Saved entries
*** Begin section ***
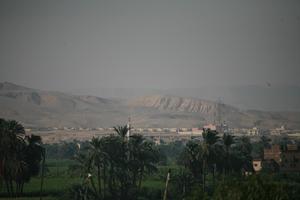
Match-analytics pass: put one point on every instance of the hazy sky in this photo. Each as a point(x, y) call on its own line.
point(64, 45)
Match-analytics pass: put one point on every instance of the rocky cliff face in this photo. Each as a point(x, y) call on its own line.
point(55, 109)
point(178, 104)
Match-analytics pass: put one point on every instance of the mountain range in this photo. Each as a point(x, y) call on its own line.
point(39, 108)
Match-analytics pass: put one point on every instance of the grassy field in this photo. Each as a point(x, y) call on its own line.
point(58, 179)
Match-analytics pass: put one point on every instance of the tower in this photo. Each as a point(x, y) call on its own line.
point(128, 128)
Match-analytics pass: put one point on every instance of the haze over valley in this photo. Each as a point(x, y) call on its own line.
point(39, 108)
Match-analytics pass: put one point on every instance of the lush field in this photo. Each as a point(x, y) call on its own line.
point(59, 178)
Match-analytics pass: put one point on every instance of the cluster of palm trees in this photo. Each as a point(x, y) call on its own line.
point(113, 167)
point(20, 156)
point(216, 155)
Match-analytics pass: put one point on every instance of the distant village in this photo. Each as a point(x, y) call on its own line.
point(63, 134)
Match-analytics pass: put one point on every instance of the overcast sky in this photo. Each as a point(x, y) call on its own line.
point(62, 45)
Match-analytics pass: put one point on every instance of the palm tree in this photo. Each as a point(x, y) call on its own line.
point(210, 138)
point(228, 140)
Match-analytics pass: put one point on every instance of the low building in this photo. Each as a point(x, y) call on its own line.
point(257, 165)
point(288, 160)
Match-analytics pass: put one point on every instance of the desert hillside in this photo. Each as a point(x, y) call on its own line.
point(55, 109)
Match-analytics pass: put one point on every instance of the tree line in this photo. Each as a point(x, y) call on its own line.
point(20, 156)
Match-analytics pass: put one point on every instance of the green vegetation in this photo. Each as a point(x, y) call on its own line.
point(117, 167)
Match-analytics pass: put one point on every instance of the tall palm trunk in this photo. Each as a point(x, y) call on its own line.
point(43, 171)
point(99, 180)
point(203, 174)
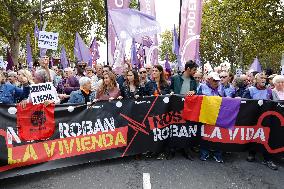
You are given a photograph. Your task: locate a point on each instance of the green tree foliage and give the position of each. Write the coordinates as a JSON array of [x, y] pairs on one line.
[[17, 18], [134, 4], [240, 30], [166, 46]]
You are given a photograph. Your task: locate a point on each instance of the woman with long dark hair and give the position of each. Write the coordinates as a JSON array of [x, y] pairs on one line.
[[108, 90], [131, 87], [158, 85]]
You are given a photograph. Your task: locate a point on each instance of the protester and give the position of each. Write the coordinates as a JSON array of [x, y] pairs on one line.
[[40, 76], [278, 91], [58, 77], [270, 81], [210, 89], [94, 79], [239, 86], [44, 65], [84, 94], [69, 83], [99, 71], [143, 77], [157, 86], [108, 90], [199, 79], [9, 93], [246, 80], [123, 77], [81, 69], [225, 88], [260, 92], [149, 69], [13, 78], [131, 87], [185, 84]]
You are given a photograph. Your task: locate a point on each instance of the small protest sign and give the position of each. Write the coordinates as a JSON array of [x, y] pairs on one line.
[[43, 92], [48, 40], [239, 72]]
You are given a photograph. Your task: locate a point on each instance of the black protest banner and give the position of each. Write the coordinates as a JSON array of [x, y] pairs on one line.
[[114, 129]]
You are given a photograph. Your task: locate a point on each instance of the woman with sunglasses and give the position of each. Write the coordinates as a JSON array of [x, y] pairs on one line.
[[131, 87], [159, 85], [108, 90]]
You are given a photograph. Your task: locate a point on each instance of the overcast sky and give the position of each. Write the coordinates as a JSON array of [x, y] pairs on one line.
[[167, 14]]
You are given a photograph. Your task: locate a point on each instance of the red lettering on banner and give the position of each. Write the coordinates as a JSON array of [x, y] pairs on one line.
[[164, 120], [63, 148]]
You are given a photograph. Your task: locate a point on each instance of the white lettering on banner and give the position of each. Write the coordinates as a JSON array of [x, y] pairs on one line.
[[191, 22], [242, 134], [86, 128], [148, 7], [144, 31], [11, 134], [216, 133], [43, 92], [174, 131], [48, 40], [119, 3]]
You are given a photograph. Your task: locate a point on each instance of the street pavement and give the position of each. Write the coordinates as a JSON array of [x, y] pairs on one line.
[[176, 173]]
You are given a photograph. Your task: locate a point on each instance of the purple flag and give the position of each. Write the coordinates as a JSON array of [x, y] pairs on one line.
[[147, 41], [138, 24], [255, 66], [148, 7], [81, 51], [63, 58], [29, 53], [36, 31], [10, 64], [175, 42], [134, 60], [42, 52], [190, 28], [51, 61], [94, 48], [114, 4], [167, 64]]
*** End section ***
- **About this task**: Each line above is to be copied exactly, and the pictures are to be dropped.

- **Output for this exercise**:
Match-analytics pass: put one point on every instance of the hazy sky in this photo. Each as a point(x, y) call on its own line.
point(64, 45)
Match-analytics pass: put one point on every instance of the rocky cliff face in this photo. Each as a point(x, y) call on its own line.
point(55, 109)
point(178, 104)
Match-analytics pass: put one point on every instance of the mountain range in this photo. Each as a point(x, y) call on its own line.
point(39, 108)
Match-analytics pass: put one point on every instance of the grassy field in this photo. Each as a point(x, y) call on its own line.
point(58, 179)
Match-analytics pass: put one point on every instance of the tower in this photo. Each as a point(x, y) call on its own line.
point(128, 128)
Match-analytics pass: put one point on every instance of the haze over valley in this photo. Each as a point(x, y) call on its own line.
point(39, 108)
Match-analytics pass: put one point on every instance of the lush field in this photo. Each as a point(x, y) call on its own line.
point(59, 178)
Match-analytics pass: put one point on every instance of the cluster of palm trees in this photo. Each as a point(x, y) call on its own line.
point(113, 167)
point(20, 156)
point(216, 155)
Match-analytics pass: put one point on every instance of the distant village in this photo. Each as a point(x, y) call on its own line.
point(63, 134)
Match-analytics pass: put one point on every instance of the overcast sky in this photo. Each as a point(x, y) call on its own line.
point(62, 45)
Match-analytics pass: put one point on every instance of the palm tree in this photo. Each as a point(x, y) call on its own line.
point(210, 138)
point(228, 140)
Match-analytics pass: put one point on every instance of the low building in this photo. Each as a point(x, y) call on its own line.
point(257, 165)
point(288, 160)
Match-analytics pass: put one point on every instance of the desert hillside in this photo. Each as a point(x, y) call on its own line.
point(55, 109)
Match-analytics pass: put one point on every instance of the tree line in this photo. Each as a point(x, y) call on its own line.
point(20, 156)
Match-analytics pass: put one point on every instance of the green vegetation in this photo. Each as a point(x, y) call on its own line.
point(117, 167)
Match-analytics pass: put one point on every instance of the tall palm trunk in this photo. Each as a point(x, y) call on its own line.
point(43, 171)
point(99, 180)
point(203, 174)
You are given a photograph. Your task: locate a point on each instance of the green tree foliage and give the position of each. Write the coordinates as a JSON array of [x, y] pairs on one line.
[[17, 18], [134, 4], [240, 30], [166, 46]]
You are given a photograph. Your task: locate a point on each instance of the woman with long dark hair and give the position of each. Write the coordinates as a JSON array of [x, y] pairs on one line.
[[108, 90], [131, 87], [158, 85]]
You are given a photograph. Your task: locate a point on each instance of the protester and give the position of each. Write the coordinates as a JSON array of [x, y] pairs on one line.
[[40, 76], [278, 91], [58, 77], [270, 81], [210, 89], [94, 79], [239, 86], [44, 65], [84, 94], [69, 83], [99, 71], [143, 77], [157, 86], [108, 90], [199, 79], [9, 93], [246, 80], [123, 77], [81, 69], [225, 88], [260, 92], [149, 69], [13, 78], [131, 87], [185, 84]]
You are given a photograph. Your task: locate a point on each instance of the small protest sign and give the position of each. Write the coordinates as a JSON array of [x, y] pairs on one line.
[[43, 92], [48, 40], [239, 72]]
You are given a photograph. Your task: locate a point on each instance of the black protest banner and give the position of each. Write the coordinates as a JSON array of [x, y] pairs on one line.
[[114, 129]]
You are given a photograph. Your task: locate a point on each instance of the woman with sunglasses and give the position of each. Write the coordinates as a JSON array of [x, y] pairs on one line.
[[131, 87], [159, 85], [108, 90]]
You are given a photograph. Your task: locate a point on each instance of the overcast sky and give the position of each. Write the coordinates as a JSON array of [x, y] pairs on one line.
[[167, 14]]
You are given a photograph. Your task: locate a point on each instance of the red lettering on banner and give the position of each. Write the coordinates as a JSON array of [x, y] pairs on one line.
[[164, 120], [63, 148]]
You are given a photograph. Your task: locate a point on each instance of the white lettering on banner and give the position of each. Write the coordinates as a JSON array of [x, y] pairs on one line.
[[191, 22], [242, 134], [86, 128], [148, 7], [144, 31], [11, 134], [216, 133], [43, 92], [174, 131], [48, 40], [119, 3]]
You are given a photograph. Your task: locate a point on each instance of the street pavement and give the position of each. Write the coordinates as a JSON array of [x, y] pairs on one line.
[[176, 173]]
You are given a photograph. Your task: locate a point on each instance of the purple flag and give the position of each. Write the coordinates as a JSON array of [x, y] pairs on one line.
[[147, 41], [138, 24], [255, 66], [148, 7], [81, 51], [63, 58], [29, 53], [36, 31], [10, 64], [175, 42], [134, 60], [42, 52], [190, 28], [51, 61], [94, 48], [114, 4], [167, 64]]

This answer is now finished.